*Exercise prompt:* Collect every line in the rows below that contains the string "skyscraper" and copy each one unchanged.

(Items from a dataset)
....
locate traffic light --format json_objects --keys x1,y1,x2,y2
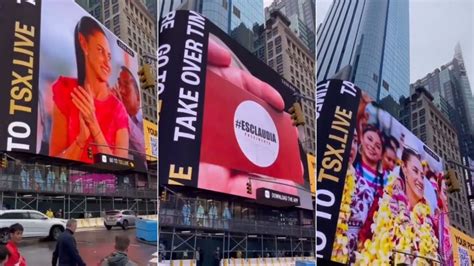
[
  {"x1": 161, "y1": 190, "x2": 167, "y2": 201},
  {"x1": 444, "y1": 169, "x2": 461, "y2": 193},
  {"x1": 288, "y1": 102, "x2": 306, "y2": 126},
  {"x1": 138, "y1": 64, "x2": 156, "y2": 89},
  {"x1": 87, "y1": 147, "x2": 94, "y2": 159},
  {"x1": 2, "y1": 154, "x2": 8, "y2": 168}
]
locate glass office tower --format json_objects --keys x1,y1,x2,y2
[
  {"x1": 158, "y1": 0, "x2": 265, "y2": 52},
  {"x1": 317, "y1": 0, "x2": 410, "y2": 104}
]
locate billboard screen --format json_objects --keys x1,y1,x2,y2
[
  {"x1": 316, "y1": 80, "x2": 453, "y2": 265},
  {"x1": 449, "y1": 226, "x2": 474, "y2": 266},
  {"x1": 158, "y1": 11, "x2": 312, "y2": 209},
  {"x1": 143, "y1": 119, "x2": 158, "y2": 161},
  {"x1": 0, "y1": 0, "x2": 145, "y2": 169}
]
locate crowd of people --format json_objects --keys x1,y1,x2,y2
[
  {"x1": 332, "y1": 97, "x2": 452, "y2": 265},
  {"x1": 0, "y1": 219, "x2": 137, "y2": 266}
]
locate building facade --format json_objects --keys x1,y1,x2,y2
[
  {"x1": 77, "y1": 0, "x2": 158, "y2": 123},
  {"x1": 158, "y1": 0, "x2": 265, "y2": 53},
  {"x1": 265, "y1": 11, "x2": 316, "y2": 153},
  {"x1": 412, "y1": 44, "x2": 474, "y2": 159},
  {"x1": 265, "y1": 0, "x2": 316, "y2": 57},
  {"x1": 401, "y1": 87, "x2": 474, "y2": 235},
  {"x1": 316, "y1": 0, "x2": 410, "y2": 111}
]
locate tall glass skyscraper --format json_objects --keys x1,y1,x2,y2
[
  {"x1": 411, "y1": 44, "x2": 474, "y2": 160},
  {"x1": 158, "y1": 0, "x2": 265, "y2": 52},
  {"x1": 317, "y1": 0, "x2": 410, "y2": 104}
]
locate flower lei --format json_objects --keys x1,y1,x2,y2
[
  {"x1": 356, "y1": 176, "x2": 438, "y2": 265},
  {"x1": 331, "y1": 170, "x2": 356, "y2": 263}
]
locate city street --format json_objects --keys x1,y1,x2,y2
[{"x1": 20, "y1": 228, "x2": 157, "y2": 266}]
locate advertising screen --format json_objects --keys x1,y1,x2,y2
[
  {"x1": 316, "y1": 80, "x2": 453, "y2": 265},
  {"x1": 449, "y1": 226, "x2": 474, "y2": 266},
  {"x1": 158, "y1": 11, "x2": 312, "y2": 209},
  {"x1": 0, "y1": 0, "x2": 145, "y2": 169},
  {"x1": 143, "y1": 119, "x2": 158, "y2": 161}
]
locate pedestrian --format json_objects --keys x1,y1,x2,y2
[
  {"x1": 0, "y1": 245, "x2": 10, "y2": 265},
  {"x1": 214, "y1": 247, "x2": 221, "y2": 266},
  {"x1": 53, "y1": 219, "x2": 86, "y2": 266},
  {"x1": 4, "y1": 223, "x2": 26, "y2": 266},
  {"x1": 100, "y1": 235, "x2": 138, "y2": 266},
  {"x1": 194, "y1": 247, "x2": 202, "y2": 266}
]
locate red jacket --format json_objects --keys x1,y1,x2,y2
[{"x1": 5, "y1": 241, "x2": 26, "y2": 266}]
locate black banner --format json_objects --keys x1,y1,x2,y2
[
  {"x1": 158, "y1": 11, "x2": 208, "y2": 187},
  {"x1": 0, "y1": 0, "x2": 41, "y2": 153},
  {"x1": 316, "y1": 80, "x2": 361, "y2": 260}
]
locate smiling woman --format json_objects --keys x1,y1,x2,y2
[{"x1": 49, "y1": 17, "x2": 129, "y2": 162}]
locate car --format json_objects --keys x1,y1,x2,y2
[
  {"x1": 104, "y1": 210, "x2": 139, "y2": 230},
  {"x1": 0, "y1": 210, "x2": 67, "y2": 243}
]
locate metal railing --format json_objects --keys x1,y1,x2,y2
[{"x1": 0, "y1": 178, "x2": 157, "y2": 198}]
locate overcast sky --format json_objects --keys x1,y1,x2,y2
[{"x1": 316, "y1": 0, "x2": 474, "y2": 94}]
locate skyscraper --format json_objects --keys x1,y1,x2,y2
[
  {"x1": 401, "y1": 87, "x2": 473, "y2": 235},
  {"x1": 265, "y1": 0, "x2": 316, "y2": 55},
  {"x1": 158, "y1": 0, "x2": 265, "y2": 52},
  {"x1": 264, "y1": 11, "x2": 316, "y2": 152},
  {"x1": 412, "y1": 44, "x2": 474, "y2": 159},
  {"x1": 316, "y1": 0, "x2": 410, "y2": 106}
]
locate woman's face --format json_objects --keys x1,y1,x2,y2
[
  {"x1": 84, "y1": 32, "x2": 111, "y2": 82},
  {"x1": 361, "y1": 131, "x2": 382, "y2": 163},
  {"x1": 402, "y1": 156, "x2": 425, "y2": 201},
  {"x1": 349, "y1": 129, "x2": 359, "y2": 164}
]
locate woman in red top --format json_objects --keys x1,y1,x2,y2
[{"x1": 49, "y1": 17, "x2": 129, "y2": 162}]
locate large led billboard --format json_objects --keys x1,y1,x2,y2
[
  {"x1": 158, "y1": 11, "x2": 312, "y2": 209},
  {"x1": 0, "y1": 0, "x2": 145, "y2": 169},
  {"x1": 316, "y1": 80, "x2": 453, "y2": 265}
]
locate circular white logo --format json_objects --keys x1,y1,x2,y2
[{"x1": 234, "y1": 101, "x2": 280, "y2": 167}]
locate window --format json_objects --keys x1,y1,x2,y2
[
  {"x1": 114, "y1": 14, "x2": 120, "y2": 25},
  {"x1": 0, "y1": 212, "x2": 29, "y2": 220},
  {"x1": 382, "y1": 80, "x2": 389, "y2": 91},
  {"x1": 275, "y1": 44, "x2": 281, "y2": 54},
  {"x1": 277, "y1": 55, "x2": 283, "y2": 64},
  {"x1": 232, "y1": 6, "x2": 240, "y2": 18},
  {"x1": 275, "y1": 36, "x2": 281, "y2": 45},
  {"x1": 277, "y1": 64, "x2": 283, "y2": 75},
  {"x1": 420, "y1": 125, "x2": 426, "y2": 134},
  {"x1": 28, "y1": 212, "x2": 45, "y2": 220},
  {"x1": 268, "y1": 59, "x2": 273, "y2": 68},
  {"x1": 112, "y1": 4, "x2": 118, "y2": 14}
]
....
*Written response:*
locate tall glass skyscraper --format json_objects --keys x1,y1,x2,y2
locate skyscraper --format json_objects --keys x1,y1,x2,y2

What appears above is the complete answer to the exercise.